_Directions for this task_
When you reach the line containing "the forest, and" in the data below, begin returning lines exactly as written, and stop once the line containing "concrete curb, and" has been returned.

_Dataset records_
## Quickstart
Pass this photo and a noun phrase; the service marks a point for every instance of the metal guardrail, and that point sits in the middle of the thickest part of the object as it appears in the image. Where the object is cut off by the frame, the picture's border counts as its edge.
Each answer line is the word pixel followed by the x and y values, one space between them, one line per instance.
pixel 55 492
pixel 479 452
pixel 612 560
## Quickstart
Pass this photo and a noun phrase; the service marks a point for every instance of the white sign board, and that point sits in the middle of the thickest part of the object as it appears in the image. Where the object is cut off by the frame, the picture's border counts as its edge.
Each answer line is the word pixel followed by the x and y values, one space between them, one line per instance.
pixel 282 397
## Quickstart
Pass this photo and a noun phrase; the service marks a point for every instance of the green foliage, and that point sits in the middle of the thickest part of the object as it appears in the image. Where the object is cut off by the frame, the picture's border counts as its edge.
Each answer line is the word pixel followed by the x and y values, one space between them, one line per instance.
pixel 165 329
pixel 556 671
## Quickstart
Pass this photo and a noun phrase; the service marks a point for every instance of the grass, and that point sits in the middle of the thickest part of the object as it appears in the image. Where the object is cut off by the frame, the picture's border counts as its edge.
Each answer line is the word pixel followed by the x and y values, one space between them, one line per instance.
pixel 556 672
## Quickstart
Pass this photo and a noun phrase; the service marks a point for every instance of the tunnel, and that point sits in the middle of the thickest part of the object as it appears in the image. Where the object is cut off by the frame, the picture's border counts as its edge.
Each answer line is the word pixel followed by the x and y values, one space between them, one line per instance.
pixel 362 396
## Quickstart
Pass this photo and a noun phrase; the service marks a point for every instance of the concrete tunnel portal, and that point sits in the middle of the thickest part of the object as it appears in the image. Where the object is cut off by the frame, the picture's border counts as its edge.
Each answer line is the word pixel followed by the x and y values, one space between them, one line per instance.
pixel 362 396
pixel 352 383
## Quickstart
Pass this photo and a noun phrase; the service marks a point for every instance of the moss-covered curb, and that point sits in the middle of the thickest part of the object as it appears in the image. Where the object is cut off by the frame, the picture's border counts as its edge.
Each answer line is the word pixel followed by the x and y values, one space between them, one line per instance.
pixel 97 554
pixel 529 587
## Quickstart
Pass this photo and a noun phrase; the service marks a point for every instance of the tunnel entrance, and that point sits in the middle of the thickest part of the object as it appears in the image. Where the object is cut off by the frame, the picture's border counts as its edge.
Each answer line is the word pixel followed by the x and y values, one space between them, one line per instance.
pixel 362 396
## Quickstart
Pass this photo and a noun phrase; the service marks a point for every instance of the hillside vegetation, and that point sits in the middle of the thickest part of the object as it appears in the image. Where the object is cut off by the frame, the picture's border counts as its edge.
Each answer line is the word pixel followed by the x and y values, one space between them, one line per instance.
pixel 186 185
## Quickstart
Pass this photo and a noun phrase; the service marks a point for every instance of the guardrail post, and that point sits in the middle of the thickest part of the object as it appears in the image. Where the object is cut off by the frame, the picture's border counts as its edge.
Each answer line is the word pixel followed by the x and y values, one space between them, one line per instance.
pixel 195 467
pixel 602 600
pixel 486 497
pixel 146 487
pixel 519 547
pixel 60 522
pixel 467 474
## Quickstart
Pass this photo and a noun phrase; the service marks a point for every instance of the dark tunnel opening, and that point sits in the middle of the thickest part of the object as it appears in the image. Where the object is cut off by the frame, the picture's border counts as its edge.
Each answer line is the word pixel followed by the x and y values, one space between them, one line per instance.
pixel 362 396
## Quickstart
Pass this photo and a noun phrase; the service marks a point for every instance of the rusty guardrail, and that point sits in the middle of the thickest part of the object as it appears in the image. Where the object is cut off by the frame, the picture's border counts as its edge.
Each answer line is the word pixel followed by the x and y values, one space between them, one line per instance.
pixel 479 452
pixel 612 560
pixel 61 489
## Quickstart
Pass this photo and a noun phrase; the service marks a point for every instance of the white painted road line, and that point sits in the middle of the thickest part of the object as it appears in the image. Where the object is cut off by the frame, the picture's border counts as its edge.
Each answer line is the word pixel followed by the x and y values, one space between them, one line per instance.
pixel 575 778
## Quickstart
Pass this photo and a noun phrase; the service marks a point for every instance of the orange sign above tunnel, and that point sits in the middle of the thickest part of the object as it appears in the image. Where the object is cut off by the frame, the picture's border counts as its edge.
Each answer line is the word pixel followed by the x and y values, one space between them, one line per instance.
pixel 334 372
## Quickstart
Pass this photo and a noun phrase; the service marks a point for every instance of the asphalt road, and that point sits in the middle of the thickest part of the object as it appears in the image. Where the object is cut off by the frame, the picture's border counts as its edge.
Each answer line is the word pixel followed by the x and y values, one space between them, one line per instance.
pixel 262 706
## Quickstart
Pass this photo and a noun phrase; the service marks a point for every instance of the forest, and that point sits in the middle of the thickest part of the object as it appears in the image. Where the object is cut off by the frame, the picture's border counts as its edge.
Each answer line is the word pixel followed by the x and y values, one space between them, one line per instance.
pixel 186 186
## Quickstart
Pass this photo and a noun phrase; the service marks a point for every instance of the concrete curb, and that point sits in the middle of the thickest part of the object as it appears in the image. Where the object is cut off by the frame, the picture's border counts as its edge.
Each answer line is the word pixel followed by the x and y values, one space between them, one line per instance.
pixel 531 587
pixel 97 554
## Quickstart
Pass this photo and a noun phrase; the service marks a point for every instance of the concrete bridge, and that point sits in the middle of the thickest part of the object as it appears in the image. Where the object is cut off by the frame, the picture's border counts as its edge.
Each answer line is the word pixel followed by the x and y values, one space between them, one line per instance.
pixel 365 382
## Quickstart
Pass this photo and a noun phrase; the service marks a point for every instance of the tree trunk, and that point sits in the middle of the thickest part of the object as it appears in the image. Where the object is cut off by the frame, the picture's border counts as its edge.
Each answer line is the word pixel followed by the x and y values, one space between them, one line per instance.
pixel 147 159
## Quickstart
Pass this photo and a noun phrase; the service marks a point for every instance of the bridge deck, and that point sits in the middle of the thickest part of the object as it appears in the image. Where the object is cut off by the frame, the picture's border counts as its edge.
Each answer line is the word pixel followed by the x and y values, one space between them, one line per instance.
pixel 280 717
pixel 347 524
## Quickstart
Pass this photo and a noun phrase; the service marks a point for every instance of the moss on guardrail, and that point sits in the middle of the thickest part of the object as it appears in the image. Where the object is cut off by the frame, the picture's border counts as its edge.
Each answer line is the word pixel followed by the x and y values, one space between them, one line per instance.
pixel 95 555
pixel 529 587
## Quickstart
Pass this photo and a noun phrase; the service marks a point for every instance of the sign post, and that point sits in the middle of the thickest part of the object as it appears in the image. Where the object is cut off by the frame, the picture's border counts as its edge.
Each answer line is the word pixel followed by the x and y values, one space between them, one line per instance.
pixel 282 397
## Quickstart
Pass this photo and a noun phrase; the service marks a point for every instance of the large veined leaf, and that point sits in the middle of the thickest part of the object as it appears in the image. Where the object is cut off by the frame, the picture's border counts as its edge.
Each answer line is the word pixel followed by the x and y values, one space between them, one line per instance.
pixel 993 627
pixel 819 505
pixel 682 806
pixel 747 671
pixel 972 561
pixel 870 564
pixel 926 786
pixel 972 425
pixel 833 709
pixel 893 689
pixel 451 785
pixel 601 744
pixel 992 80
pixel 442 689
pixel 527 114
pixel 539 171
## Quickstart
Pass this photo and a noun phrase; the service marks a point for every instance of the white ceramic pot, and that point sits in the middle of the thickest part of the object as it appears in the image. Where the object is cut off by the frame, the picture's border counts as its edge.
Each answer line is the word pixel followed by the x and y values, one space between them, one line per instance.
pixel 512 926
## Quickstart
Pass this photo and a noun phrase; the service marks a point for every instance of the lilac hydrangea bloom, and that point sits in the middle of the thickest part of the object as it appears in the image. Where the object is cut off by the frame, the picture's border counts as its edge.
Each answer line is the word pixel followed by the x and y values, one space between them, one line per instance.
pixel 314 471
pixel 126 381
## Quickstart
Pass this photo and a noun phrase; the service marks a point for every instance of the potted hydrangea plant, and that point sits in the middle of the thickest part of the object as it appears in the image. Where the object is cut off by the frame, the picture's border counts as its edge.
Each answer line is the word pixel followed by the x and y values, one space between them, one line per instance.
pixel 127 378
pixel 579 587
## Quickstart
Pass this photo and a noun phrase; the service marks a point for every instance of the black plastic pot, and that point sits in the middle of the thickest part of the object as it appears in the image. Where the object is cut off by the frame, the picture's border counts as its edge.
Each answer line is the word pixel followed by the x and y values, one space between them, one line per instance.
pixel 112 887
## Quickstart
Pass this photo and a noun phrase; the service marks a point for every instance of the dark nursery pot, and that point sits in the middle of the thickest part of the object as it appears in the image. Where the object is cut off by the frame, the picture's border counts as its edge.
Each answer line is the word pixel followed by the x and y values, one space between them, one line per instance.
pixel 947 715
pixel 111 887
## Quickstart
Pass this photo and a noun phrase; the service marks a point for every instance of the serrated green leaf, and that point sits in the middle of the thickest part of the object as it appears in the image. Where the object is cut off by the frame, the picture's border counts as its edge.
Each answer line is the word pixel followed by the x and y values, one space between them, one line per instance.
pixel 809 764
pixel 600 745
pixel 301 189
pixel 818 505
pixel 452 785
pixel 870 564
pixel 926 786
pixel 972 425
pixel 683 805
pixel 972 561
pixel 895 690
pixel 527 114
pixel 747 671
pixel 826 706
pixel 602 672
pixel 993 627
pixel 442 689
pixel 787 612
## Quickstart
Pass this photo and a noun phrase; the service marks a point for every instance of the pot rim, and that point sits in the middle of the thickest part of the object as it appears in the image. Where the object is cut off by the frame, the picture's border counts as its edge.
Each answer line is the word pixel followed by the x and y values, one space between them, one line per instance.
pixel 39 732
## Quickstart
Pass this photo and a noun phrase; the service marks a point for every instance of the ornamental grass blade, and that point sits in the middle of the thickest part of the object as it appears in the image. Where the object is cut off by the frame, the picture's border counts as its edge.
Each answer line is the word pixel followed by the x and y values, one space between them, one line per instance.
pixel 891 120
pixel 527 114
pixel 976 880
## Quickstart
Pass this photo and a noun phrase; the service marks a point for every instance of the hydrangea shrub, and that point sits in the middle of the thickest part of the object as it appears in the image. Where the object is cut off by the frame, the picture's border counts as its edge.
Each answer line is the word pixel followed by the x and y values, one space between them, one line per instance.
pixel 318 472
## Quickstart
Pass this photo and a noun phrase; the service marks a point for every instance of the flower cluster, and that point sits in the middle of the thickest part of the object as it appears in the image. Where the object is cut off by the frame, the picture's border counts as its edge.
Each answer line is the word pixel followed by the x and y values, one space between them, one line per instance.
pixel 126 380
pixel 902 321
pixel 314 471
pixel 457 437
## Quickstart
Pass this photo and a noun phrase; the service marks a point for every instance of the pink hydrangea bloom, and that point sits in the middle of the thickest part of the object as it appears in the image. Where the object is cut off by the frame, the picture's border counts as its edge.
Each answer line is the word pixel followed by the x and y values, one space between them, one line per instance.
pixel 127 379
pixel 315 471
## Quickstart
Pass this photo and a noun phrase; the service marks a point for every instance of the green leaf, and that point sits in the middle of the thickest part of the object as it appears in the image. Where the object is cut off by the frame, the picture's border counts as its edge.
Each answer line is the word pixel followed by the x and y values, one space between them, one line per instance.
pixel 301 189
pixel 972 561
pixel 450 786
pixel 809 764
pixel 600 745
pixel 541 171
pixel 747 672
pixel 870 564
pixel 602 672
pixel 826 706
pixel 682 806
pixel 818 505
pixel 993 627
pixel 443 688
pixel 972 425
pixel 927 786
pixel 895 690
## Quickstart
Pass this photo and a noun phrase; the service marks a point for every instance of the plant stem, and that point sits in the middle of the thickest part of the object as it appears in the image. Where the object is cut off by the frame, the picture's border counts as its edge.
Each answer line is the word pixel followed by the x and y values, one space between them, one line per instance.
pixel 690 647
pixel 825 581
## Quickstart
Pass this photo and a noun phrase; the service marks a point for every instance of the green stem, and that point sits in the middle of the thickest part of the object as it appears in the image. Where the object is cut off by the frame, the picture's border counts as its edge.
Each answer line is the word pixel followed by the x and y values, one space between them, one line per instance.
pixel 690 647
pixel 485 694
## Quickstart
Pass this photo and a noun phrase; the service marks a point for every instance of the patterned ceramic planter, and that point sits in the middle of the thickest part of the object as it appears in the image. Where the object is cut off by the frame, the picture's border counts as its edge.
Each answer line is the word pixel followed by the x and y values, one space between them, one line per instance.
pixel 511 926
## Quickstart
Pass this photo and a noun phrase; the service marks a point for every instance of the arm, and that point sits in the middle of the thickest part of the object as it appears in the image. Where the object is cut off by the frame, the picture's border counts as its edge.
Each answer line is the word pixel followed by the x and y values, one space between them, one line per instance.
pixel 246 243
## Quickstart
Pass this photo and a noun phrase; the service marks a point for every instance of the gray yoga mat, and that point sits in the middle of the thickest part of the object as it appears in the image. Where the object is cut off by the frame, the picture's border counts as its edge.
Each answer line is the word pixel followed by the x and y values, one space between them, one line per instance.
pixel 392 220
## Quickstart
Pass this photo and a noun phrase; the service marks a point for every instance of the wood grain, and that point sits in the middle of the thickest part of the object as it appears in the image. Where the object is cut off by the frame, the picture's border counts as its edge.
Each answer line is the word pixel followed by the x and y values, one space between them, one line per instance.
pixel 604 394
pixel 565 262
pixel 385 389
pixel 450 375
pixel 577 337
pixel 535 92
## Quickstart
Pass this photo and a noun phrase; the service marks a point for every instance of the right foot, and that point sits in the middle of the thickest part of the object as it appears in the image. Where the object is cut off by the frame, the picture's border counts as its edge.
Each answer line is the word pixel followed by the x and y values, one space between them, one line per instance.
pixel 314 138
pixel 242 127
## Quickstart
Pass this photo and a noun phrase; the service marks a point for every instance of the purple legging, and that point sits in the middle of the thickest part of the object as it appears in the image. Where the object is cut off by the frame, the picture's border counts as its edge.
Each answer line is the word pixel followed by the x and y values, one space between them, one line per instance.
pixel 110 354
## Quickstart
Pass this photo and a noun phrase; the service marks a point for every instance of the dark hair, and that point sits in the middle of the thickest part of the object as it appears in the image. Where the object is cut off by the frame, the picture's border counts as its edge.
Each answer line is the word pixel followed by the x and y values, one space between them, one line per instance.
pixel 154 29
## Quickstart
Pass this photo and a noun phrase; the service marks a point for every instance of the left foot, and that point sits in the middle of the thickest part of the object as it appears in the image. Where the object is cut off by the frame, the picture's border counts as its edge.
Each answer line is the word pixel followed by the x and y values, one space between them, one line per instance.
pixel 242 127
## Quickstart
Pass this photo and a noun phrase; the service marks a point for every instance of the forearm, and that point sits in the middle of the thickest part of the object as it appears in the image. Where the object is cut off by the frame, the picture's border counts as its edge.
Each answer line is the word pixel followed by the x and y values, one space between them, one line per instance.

_Task solution_
Pass this photo and a noun phrase; the service marks a point for every instance of the forest, and that point sits in the middle of the thickest part of the object as it appears in the image. Where the object is cut off by the frame, the picture's border counts as its edge.
Each answer line is the word pixel followed by the x and y values, one space between them, one line per instance.
pixel 186 186
## Quickstart
Pass this photo and a noun phrase; the service marks a point for every instance of the concrete curb, and that point sits in the middle of the thickest part of the object as it appears in the image. Where the object is cut off by the frame, the picture's border counts as its edge.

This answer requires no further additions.